** Source text **
● ● ● ● ●

# Why sudo? What is the best practice for administration?



## pacemkr (Mar 25, 2012)

I'm a new FreeBSD user. 

One of the things that always perplexed me with Linux distributions is the use of sudo. I kept hearing that sudo is better than using root, but it never made sense to me.

People give ALL access to wheel group, then add "myuser" to wheel. Then use myuser to administer the box using sudo. The whole thing feels like security theater to me. You are effectively root in that account. How is this more secure than just logging in as root to administer the box? What benefit of sudo am I missing? Wouldn't it be installed out the box with FreeBSD if it was "the better way?"

I'm planning to use fabric to automate some setup tasks (installing software, configuring the system, etc) and I intend to use the toor account for this. ie. I login as toor using SSH and then Fabric takes over. Is this a reasonable "FreeBSD-approved" (is there a word for this? similar to Pythonic?) way of doing things?


----------



## DutchDaemon (Mar 25, 2012)

Logging in as the root/toor user over SSH is severely frowned upon in FreeBSD land, and if you *have* to (i.e. for automated remote administration tasks or backups), use key-based authentication methods, never passwords. Other than that, log in as a user belonging to the wheel group, and *su* to root once logged in. I never use sudo for my own admin tasks. I only use sudo to give another user on my systems a limited amount of elevated privileges, e.g. for rebooting or shutting down a system, stuff like that (never ALL).

● ● ● ● ●

Raw records
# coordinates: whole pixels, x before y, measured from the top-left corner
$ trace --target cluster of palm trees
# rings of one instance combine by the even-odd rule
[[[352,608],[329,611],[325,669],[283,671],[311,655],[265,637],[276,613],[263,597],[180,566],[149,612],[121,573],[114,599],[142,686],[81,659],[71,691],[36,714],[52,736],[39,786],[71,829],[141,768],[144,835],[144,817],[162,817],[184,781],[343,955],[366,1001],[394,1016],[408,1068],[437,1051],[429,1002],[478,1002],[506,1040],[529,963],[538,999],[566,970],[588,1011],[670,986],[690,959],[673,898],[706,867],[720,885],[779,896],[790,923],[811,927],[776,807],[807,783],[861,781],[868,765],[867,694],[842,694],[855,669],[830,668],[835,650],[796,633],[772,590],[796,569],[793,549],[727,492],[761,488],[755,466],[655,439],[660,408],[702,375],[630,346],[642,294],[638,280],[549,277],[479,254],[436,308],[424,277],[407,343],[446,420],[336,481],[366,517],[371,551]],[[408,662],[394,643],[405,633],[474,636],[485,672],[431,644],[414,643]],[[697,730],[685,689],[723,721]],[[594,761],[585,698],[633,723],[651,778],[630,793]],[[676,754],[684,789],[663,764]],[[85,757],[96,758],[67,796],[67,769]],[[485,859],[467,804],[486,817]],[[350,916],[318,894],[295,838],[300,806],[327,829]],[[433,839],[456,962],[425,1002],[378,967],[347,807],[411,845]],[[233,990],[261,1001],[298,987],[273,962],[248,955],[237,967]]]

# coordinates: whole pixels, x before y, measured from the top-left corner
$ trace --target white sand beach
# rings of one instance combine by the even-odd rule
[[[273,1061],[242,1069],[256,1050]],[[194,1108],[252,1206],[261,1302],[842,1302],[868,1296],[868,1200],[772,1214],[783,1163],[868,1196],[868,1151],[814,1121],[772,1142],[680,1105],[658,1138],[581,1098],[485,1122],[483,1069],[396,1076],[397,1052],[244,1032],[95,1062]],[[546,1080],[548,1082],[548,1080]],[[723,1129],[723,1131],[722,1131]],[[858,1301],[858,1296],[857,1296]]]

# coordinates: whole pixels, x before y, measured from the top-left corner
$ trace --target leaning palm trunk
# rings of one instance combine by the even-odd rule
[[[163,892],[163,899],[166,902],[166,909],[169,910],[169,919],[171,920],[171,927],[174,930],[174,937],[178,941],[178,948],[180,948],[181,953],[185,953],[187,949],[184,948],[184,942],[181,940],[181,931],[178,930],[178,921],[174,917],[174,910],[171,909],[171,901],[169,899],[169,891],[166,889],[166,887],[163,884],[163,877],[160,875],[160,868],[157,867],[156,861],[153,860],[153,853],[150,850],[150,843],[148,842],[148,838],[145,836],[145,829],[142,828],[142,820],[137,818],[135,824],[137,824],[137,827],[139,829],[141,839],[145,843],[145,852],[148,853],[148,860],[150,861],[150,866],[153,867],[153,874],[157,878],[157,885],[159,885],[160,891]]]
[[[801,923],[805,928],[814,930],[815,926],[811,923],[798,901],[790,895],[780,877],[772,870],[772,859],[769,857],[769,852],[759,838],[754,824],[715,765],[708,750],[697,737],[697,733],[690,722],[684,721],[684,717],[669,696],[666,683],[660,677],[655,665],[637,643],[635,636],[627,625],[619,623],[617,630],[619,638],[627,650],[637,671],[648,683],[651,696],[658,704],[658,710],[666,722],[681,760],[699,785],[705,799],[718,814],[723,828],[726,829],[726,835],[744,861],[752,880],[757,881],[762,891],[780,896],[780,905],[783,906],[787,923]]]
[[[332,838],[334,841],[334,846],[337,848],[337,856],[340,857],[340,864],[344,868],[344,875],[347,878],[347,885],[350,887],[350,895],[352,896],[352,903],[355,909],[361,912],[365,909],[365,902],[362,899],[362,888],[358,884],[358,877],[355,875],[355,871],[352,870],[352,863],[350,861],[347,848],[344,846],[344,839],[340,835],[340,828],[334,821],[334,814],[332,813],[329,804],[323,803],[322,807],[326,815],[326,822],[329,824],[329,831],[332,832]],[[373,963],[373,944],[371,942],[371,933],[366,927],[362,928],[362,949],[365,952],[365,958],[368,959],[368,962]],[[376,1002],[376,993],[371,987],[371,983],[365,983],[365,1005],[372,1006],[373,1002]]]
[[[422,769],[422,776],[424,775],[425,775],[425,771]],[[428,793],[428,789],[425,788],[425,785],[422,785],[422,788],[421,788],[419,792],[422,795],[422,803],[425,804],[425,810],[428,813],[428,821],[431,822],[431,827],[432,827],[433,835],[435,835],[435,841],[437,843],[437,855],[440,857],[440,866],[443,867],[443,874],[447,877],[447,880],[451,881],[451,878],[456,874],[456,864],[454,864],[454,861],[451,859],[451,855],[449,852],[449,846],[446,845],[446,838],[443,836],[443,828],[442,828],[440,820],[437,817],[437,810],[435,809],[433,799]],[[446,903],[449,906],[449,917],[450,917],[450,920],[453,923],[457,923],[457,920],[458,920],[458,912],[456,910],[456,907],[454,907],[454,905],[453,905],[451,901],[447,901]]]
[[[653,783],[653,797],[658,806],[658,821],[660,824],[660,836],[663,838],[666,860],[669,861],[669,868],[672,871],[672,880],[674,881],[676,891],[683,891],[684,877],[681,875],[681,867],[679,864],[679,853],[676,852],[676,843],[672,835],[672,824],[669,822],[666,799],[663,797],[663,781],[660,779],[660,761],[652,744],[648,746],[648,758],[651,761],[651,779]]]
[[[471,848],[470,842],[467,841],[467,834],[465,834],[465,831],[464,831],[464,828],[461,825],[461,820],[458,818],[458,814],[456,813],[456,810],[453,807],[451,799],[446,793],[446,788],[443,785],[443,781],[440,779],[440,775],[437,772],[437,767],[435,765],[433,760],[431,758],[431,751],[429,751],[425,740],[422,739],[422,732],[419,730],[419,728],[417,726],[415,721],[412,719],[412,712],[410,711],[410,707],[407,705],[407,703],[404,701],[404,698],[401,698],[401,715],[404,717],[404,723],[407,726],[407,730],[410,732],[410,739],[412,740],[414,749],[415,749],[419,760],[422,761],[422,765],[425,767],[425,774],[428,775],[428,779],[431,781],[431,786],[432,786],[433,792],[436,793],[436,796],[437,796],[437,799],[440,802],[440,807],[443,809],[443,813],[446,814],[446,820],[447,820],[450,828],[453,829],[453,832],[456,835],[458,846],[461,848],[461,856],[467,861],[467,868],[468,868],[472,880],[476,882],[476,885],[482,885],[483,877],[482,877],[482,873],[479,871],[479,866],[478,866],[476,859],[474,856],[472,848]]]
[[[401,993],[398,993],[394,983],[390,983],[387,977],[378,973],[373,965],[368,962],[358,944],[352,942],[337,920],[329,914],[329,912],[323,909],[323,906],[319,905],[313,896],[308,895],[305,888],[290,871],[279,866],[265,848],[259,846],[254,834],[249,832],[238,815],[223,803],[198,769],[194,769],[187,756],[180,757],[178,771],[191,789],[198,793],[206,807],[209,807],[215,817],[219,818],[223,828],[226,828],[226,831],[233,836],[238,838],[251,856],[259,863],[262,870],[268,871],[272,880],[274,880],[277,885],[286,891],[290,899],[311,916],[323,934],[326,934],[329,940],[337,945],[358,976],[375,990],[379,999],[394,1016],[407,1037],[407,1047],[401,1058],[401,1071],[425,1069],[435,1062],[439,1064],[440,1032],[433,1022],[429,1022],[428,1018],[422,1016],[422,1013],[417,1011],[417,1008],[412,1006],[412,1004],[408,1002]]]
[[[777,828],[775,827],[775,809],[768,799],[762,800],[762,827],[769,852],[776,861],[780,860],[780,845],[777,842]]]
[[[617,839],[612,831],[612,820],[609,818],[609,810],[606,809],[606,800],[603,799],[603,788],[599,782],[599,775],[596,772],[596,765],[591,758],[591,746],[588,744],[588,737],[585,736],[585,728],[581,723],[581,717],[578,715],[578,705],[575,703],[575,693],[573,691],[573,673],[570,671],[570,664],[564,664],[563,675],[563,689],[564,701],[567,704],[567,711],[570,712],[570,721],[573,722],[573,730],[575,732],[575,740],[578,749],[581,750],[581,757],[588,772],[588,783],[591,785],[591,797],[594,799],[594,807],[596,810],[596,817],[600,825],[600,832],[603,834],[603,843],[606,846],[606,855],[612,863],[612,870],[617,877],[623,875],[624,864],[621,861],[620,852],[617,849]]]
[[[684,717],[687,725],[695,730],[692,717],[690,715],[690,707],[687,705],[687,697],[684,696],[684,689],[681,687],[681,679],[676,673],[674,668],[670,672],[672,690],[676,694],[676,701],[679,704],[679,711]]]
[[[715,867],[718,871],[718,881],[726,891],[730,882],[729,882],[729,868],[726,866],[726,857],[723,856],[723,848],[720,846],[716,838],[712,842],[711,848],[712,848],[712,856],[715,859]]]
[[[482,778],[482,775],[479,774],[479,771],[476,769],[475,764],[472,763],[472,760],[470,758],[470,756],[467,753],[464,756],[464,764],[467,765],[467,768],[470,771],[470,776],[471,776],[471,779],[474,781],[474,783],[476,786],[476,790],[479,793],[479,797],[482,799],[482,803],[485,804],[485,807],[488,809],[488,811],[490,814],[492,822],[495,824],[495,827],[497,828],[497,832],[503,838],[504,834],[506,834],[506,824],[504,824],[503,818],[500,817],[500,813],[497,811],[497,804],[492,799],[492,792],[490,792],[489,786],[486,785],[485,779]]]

● ● ● ● ●

** What needs to be done **
List every user account that the sudo forum thread names, leaving out groups.

** Expected answer **
myuser
root
toor